Prompt: Transcribe the data that follows. Match it character for character.

◆ ◆ ◆ ◆

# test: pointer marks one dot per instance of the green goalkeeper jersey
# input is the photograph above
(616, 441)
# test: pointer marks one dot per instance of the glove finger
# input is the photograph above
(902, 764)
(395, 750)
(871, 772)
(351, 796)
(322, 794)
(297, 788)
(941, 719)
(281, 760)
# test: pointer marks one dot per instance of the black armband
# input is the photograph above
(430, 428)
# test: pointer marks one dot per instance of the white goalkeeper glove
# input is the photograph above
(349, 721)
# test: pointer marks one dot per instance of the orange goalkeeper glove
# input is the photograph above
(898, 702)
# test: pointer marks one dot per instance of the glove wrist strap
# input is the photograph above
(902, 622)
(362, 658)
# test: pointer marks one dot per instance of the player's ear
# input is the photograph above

◆ ◆ ◆ ◆

Written solution:
# test: pointer marks one dot per instance of the green goalkeeper jersey
# input is the photograph above
(616, 441)
# test: pointer marks one dot per instance of the glove finger
# input is the photograph above
(902, 764)
(395, 750)
(871, 772)
(351, 796)
(322, 794)
(297, 788)
(941, 719)
(281, 760)
# test: pointer marks one dot per instance of the black armband
# input is the photograph above
(430, 428)
# test: pointer marks one dot per instance of the white goalkeeper glove
# input is the photograph above
(349, 721)
# test: pointer marks one dot per instance of the orange goalkeeper glove
# input is the photograph above
(898, 702)
# test: pointer marks one dot per instance of the glove wrist strap
# input is the photograph above
(902, 622)
(362, 658)
# test: pointer marks one dot per instance of the player's ear
# input is the photograph above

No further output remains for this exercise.